*GIVEN TASK:* Pick up the mailing-list reply about swapping UTF-8 symbols for plain ASCII in the kernel documentation and keep writing from its last line.

──────── GIVEN PASSAGE ────────

Re: [PATCH v2 00/40] Use ASCII subset instead of UTF-8 alternate symbols

15 May 2021


      Em Fri, 14 May 2021 10:06:01 +0100
David Woodhouse dwmw2@infradead.org escreveu:
...
On Fri, 2021-05-14 at 10:21 +0200, Mauro Carvalho Chehab wrote:
...
Em Wed, 12 May 2021 18:07:04 +0100
David Woodhouse dwmw2@infradead.org escreveu:
...
On Wed, 2021-05-12 at 14:50 +0200, Mauro Carvalho Chehab wrote:
...
Such conversion tools - plus some text editor like LibreOffice  or similar  - have
a set of rules that turns some typed ASCII characters into UTF-8 alternatives,
for instance converting commas into curly commas and adding non-breakable
spaces. All of those are meant to produce better results when the text is
displayed in HTML or PDF formats.
And don't we render our documentation into HTML or PDF formats?
Yes.
...
Are
some of those non-breaking spaces not actually *useful* for their
intended purpose?
No.
The thing is: non-breaking space can cause a lot of problems.
We even had to disable Sphinx usage of non-breaking space for
PDF outputs, as this was causing bad LaTeX/PDF outputs.
See, commit: 3b4c963243b1 ("docs: conf.py: adjust the LaTeX document output")
The afore mentioned patch disables Sphinx default behavior of
using NON-BREAKABLE SPACE on literal blocks and strings, using this
special setting: "parsedliteralwraps=true".
When NON-BREAKABLE SPACE were used on PDF outputs, several parts of 
the media uAPI docs were violating the document margins by far,
causing texts to be truncated.
So, please **don't add NON-BREAKABLE SPACE**, unless you test
(and keep testing it from time to time) if outputs on all
formats are properly supporting it on different Sphinx versions.
And there you have a specific change with a specific fix. Nothing to do
with whether NON-BREAKABLE SPACE is ∉ ASCII, and *certainly* nothing to
do with the fact that, like *every* character in every kernel file
except the *binary* files, it's representable in UTF-8.
By all means fix the specific characters which are typographically
wrong or which, like NON-BREAKABLE SPACE, cause problems for rendering
the documentation.
...
Also, most of those came from conversion tools, together with other
eccentricities, like the usage of U+FEFF (BOM) character at the
start of some documents. The remaining ones seem to came from 
cut-and-paste.
... or which are just entirely redundant and gratuitous, like a BOM in
an environment where all files are UTF-8 and never 16-bit encodings
anyway.
Agreed.
...
...
...
...
While it is perfectly fine to use UTF-8 characters in Linux, and specially at
the documentation,  it is better to  stick to the ASCII subset  on such
particular case,  due to a couple of reasons:

it makes life easier for tools like grep;

Barely, as noted, because of things like line feeds.

──────── MATERIAL ────────

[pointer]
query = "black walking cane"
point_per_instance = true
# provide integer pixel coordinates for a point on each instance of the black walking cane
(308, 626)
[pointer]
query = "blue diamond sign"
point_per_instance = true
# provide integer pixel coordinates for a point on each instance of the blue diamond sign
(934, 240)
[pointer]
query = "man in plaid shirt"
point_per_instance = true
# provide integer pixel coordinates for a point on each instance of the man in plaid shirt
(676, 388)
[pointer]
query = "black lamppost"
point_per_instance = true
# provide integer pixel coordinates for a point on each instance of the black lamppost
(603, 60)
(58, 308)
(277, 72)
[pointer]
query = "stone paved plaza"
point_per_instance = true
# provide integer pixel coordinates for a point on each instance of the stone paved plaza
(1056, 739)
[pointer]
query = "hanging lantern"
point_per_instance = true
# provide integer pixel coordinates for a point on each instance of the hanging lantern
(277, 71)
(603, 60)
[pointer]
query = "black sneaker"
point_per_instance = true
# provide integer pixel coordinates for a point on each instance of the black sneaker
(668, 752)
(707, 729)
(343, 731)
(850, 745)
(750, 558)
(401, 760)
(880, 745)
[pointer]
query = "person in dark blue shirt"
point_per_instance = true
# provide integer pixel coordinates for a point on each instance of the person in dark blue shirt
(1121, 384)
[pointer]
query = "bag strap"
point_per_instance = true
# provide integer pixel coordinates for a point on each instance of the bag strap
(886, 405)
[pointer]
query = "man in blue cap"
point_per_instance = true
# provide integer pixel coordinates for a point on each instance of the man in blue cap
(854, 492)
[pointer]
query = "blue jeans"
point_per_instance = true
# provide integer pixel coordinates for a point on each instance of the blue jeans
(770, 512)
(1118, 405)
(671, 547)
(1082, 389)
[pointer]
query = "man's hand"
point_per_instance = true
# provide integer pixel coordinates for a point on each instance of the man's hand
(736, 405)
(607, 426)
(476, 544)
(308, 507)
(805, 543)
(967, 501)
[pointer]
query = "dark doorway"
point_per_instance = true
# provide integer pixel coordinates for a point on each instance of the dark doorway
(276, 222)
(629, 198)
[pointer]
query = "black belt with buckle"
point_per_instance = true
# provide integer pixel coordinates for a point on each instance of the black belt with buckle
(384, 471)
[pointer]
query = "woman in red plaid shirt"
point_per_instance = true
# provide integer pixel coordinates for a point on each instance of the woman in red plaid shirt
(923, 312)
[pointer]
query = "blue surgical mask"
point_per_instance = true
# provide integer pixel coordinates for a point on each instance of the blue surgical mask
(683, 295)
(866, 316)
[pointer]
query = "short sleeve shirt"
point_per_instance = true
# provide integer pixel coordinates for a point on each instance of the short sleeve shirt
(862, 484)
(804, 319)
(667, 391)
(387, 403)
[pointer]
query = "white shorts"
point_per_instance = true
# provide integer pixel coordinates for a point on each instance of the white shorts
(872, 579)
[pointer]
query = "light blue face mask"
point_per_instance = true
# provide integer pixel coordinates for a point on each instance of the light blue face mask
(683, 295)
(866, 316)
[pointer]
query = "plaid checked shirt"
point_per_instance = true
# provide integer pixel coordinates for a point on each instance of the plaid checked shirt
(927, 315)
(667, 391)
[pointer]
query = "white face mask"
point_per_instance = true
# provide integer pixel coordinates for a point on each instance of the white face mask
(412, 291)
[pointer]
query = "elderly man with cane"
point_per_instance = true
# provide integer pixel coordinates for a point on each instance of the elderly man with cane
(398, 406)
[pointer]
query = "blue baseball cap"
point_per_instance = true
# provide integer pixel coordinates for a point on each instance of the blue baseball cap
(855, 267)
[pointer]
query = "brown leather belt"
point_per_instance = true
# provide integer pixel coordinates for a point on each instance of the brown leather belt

────────

*EXPECTED ANSWER:*
You can use grep with "-z" to seek for multi-line strings(*), Like:
$ grep -Pzl 'grace period started,\s*then' $(find Documentation/ -type f)
   Documentation/RCU/Design/Data-Structures/Data-Structures.rst
Yeah, right. That works if you don't just use the text that you'll have
seen in the HTML/PDF "grace period started, then", and if you instead
craft a *regex* for it, replacing the spaces with '\s*'. Or is that
[[:space:]]* if you don't want to use the experimental Perl regex
feature?
$ grep -zlr 'grace[[:space:]]+period[[:space:]]+started,[[:space:]]+then' Documentation/RCU
Documentation/RCU/Design/Data-Structures/Data-Structures.rst
And without '-l' it'll obviously just give you the whole file. No '-A5
-B5' to see the surroundings... it's hardly a useful thing, is it?
...
(*) Unfortunately, while "git grep" also has a "-z" flag, it
    seems that this is (currently?) broken with regards of handling multilines:
$ git grep -Pzl 'grace period started,\s*then'
   $
Even better. So no, multiline grep isn't really a commonly usable
feature at all.
This is why we prefer to put user-visible strings on one line in C
source code, even if it takes the lines over 80 characters — to allow
for grep to find them.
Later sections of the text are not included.